Given data:
%%

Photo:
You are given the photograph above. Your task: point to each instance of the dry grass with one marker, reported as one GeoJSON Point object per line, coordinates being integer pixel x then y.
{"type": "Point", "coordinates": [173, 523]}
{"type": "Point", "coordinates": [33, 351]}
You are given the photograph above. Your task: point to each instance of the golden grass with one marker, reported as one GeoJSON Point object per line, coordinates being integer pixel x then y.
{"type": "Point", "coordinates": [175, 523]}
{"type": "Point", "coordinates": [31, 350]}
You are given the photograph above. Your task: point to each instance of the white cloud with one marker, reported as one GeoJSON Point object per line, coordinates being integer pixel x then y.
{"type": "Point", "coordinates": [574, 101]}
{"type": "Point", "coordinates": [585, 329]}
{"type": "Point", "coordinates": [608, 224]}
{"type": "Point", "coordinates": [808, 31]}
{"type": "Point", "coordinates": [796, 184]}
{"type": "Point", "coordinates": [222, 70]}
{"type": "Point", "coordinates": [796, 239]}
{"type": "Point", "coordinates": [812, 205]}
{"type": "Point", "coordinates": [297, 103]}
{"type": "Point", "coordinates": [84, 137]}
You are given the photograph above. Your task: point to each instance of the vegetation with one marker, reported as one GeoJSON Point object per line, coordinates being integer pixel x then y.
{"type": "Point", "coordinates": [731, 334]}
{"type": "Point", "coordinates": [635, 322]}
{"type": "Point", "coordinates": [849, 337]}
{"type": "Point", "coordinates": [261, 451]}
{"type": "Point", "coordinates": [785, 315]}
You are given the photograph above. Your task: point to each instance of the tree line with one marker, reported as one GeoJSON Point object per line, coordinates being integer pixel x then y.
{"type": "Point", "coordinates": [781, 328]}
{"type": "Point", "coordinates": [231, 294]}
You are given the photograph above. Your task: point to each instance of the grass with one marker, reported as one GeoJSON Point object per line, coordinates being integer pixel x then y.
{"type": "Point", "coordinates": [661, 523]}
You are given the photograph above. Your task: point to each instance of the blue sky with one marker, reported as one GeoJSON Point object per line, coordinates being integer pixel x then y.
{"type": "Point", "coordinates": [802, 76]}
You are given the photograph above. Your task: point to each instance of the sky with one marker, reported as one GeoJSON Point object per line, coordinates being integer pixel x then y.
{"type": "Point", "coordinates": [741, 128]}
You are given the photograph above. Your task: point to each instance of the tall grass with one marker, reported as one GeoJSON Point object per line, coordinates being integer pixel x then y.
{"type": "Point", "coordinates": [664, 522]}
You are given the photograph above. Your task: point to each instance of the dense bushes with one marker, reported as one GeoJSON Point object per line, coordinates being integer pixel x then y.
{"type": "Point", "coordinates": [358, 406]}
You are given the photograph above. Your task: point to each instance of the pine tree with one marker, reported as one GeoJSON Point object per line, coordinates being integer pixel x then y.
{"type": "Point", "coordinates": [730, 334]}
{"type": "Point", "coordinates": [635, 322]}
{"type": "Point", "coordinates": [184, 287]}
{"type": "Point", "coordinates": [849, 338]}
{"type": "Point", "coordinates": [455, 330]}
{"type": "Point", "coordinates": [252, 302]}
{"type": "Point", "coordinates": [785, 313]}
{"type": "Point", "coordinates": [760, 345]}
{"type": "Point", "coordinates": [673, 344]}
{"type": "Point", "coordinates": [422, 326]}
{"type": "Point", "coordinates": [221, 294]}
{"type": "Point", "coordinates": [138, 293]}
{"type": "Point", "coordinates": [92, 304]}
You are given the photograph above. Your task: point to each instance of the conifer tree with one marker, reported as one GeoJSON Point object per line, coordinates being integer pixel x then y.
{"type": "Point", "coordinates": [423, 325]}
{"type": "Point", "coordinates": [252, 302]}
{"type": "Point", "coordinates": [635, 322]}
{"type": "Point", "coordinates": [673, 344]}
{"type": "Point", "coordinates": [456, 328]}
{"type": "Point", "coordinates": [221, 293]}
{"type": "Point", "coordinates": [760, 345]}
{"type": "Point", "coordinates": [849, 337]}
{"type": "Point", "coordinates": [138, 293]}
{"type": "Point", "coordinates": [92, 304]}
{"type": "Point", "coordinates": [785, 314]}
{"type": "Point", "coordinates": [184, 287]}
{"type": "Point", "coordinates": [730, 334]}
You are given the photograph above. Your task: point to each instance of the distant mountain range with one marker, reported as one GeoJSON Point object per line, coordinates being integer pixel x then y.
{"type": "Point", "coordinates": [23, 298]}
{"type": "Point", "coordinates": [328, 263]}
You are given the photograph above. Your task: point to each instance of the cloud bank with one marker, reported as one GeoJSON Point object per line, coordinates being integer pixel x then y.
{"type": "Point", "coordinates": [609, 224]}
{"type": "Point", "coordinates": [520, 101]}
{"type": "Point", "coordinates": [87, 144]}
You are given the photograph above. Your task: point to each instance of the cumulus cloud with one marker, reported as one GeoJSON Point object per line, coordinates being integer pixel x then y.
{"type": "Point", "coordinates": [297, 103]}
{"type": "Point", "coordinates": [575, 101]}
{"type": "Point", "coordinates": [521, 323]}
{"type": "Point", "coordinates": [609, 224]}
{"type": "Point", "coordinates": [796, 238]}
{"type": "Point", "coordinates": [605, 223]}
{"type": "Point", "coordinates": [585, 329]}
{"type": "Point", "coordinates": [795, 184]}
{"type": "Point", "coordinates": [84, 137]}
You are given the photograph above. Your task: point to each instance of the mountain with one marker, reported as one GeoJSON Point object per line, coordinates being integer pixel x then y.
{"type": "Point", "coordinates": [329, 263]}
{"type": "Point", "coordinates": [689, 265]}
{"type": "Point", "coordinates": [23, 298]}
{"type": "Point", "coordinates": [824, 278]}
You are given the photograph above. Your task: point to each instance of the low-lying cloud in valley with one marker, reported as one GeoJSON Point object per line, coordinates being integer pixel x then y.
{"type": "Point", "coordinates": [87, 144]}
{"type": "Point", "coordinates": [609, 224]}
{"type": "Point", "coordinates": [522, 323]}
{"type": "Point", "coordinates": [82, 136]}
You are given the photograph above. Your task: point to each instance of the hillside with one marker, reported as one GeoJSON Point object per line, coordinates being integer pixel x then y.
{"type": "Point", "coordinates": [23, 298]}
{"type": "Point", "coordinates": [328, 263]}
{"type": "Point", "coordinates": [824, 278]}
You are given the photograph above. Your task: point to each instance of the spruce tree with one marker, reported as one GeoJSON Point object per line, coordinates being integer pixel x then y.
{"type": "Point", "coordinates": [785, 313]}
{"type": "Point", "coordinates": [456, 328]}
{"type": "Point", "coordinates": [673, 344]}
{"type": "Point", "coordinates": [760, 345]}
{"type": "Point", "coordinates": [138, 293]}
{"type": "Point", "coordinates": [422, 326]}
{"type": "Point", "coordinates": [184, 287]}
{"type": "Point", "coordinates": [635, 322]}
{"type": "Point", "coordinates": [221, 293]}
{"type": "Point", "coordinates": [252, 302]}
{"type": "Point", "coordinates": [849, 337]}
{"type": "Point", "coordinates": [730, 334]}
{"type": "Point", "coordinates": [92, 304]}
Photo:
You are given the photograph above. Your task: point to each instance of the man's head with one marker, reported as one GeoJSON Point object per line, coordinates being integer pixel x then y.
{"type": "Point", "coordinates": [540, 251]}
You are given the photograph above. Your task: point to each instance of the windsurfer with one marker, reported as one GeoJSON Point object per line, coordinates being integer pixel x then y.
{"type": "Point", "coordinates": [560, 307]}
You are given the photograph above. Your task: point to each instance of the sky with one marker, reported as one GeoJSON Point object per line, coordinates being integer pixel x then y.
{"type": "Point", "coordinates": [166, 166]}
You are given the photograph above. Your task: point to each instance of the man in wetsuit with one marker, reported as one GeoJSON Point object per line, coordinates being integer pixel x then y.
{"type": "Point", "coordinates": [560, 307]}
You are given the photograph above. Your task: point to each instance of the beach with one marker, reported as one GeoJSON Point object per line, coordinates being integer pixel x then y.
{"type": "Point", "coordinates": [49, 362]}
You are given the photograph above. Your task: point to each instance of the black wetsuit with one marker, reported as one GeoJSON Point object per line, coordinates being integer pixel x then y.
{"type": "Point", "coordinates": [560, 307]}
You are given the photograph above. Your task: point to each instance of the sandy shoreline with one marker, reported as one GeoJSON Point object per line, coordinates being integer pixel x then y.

%%

What the exercise asks: Beginning with the line that contains "man in wetsuit", output each line of the listing above through the last one, exactly and with nothing added.

Finished task:
You are given the photograph above. Your task: point to each instance of the man in wetsuit with one marker, reported as one GeoJSON Point object per line, coordinates being integer pixel x then y.
{"type": "Point", "coordinates": [560, 307]}
You are given the photograph above. Your task: point to each instance of the beach with one marker, reported as one GeoJSON Point object per line, coordinates being integer pixel x then y.
{"type": "Point", "coordinates": [49, 362]}
You are given the photograph above. Your task: point to each instance of the black wetsuit with one marker, reported as one GeoJSON Point object per line, coordinates being integer pixel x then y.
{"type": "Point", "coordinates": [560, 307]}
You are given the photograph above. Your task: point to each instance of the sandy shoreline with one marker, reported as one GeoJSON Point object per line, coordinates being integer pixel x then y.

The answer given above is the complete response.